Your task is to extract the lines from the one holding "of the station" through the end of the material. Set them down exactly and add nothing.
BEGIN
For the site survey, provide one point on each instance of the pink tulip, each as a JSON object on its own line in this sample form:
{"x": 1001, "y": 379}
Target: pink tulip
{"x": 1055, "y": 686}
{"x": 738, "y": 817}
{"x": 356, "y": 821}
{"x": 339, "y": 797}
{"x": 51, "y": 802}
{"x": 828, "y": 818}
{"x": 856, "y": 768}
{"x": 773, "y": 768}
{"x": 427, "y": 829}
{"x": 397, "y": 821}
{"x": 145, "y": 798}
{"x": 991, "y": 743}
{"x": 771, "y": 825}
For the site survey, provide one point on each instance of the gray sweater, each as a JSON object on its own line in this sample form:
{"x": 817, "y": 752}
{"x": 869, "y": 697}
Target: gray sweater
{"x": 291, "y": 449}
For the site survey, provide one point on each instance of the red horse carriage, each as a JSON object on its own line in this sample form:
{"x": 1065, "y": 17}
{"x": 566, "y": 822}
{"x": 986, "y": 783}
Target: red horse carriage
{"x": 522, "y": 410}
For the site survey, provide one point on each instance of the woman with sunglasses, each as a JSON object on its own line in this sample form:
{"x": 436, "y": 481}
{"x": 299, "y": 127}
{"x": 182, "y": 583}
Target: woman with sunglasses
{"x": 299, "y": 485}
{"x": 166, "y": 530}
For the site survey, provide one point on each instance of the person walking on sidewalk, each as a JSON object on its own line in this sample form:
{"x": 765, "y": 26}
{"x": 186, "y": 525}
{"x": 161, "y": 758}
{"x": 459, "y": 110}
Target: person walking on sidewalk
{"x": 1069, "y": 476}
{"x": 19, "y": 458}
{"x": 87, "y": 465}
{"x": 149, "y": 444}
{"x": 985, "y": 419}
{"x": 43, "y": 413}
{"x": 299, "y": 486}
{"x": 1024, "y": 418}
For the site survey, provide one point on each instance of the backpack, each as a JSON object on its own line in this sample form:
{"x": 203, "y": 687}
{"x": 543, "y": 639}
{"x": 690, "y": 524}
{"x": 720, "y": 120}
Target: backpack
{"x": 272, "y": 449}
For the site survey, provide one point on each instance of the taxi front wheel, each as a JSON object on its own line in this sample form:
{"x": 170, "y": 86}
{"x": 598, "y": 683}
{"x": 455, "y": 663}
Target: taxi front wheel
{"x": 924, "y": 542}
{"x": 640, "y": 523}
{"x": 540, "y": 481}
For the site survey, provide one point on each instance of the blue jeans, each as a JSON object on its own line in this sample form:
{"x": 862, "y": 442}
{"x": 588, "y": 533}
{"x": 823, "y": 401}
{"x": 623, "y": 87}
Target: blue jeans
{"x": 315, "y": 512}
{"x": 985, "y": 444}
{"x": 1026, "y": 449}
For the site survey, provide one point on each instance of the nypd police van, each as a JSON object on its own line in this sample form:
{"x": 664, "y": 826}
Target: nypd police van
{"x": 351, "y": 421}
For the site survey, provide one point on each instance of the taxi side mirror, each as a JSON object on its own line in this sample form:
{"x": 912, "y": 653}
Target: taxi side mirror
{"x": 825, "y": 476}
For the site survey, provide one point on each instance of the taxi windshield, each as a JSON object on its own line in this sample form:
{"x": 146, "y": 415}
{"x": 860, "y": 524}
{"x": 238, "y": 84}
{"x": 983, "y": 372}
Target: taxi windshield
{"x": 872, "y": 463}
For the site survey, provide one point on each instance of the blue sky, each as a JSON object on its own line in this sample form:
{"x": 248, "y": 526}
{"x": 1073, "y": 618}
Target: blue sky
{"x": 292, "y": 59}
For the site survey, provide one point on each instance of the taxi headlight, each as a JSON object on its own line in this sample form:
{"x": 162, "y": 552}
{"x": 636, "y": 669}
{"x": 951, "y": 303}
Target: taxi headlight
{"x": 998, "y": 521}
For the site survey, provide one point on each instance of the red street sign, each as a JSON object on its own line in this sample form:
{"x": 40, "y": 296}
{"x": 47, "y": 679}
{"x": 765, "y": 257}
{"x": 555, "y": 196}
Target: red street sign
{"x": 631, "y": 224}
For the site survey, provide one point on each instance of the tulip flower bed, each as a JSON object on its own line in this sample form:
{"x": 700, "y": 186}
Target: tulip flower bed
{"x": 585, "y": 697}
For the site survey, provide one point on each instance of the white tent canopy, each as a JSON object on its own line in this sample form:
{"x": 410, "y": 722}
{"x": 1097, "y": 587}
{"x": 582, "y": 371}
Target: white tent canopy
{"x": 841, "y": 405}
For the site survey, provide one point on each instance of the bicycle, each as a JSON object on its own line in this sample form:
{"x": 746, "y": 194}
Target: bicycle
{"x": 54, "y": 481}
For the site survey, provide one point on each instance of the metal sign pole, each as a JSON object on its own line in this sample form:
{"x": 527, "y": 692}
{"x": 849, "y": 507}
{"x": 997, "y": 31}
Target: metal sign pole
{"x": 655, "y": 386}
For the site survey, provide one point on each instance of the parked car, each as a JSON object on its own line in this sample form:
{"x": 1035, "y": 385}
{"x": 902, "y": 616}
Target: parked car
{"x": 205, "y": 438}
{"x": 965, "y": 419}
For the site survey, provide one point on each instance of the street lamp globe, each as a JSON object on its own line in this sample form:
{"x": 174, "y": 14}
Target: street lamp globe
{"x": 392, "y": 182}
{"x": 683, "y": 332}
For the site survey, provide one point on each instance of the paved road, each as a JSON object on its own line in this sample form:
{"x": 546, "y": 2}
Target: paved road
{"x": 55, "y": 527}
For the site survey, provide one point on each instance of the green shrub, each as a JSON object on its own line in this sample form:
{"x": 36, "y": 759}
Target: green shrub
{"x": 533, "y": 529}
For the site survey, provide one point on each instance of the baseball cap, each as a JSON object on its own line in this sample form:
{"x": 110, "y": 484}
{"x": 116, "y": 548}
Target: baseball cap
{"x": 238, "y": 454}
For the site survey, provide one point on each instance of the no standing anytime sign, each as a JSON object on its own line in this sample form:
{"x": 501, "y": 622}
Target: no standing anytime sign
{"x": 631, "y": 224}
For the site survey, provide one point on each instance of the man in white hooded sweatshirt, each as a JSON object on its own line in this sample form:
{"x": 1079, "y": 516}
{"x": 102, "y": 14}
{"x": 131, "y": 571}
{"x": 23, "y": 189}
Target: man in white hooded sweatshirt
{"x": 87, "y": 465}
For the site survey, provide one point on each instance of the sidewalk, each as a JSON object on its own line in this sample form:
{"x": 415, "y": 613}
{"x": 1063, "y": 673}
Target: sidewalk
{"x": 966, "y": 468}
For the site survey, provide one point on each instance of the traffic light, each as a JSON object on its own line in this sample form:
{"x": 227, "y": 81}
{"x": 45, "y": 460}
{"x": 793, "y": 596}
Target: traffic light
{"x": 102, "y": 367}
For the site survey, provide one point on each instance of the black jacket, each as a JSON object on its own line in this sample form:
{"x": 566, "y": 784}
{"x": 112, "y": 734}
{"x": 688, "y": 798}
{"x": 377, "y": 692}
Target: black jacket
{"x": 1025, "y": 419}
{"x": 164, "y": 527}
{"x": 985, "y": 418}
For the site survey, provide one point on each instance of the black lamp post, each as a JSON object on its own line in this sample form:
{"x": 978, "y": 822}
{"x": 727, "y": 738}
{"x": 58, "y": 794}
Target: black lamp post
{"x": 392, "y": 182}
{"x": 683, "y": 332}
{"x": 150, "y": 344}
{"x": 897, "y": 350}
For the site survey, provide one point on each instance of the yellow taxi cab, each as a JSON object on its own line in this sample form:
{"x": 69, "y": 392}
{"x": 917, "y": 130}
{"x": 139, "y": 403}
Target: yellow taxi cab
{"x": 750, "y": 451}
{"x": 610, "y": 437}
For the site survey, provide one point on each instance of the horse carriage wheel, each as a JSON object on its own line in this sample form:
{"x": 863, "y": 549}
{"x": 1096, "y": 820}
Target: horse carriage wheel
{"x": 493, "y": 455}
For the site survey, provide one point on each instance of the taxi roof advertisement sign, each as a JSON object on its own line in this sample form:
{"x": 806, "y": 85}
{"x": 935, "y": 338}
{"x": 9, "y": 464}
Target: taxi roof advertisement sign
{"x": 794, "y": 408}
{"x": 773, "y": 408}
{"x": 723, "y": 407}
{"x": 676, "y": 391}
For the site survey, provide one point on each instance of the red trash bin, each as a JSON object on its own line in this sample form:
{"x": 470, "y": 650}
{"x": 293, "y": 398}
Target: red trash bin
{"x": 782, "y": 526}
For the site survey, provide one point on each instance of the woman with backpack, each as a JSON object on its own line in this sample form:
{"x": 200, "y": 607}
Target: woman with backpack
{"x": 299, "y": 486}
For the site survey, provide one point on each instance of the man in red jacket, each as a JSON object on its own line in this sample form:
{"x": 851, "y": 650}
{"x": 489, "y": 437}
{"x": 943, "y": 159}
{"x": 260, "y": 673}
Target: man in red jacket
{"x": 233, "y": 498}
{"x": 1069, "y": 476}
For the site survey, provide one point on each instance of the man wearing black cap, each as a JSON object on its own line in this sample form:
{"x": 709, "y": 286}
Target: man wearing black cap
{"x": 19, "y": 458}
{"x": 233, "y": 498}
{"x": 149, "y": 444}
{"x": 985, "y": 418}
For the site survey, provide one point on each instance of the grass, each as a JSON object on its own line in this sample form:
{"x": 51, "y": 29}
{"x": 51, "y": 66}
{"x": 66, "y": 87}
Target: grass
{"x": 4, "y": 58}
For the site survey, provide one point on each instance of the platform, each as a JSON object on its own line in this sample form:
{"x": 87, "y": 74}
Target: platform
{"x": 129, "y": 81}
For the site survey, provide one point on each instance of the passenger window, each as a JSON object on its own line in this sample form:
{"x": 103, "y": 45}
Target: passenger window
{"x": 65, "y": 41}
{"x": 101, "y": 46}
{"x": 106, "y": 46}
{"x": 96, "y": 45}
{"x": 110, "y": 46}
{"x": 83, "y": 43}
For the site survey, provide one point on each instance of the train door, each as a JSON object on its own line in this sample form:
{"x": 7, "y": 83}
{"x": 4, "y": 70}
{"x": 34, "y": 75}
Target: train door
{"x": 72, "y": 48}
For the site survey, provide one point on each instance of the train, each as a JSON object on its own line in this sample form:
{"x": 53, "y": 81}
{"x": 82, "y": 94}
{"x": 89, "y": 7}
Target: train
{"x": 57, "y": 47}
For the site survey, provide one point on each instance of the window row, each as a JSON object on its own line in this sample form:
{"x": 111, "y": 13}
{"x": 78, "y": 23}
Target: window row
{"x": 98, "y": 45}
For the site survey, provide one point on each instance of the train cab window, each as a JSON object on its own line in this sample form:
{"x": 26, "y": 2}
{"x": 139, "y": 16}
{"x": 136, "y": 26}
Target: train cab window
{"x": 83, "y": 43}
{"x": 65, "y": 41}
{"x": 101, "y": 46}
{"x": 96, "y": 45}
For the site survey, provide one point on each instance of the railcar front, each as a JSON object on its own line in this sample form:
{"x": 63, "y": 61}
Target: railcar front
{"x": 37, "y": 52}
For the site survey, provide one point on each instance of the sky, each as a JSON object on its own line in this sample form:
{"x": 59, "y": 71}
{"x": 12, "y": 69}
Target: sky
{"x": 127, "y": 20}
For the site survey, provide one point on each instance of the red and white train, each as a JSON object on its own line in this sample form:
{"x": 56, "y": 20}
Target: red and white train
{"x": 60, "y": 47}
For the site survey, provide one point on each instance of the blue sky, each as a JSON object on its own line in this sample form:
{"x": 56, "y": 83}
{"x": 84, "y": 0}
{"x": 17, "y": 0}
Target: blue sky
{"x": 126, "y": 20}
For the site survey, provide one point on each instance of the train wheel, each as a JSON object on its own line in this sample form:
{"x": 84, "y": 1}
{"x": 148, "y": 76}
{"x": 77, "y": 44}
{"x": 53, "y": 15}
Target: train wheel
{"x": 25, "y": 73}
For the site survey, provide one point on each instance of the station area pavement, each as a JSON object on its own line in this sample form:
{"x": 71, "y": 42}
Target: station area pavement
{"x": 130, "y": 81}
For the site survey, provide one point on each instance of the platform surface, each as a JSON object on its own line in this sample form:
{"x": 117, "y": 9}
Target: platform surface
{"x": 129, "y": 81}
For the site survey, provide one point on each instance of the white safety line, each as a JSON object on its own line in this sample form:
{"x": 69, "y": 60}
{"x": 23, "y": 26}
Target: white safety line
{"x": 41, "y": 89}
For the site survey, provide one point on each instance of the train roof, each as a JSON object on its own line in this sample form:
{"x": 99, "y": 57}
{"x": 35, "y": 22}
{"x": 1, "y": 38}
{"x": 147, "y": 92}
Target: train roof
END
Answer to the exercise:
For the site survey, provide one point on each instance of the station area pavement, each as a JSON object on its own line in this sample form:
{"x": 71, "y": 42}
Target: station area pavement
{"x": 130, "y": 81}
For the site survey, provide one point on each instance of the platform surface, each as a JSON object on its own line in this sample form:
{"x": 117, "y": 9}
Target: platform surface
{"x": 129, "y": 81}
For the site survey, provide one point on each instance of the white safety line, each as a JSON object on its own line in this sample form:
{"x": 69, "y": 60}
{"x": 23, "y": 26}
Target: white safety line
{"x": 41, "y": 89}
For the site survey, provide one point on each instance of the train roof, each as a JSON object on its own line in this sample form:
{"x": 99, "y": 57}
{"x": 35, "y": 22}
{"x": 1, "y": 38}
{"x": 147, "y": 92}
Target: train roof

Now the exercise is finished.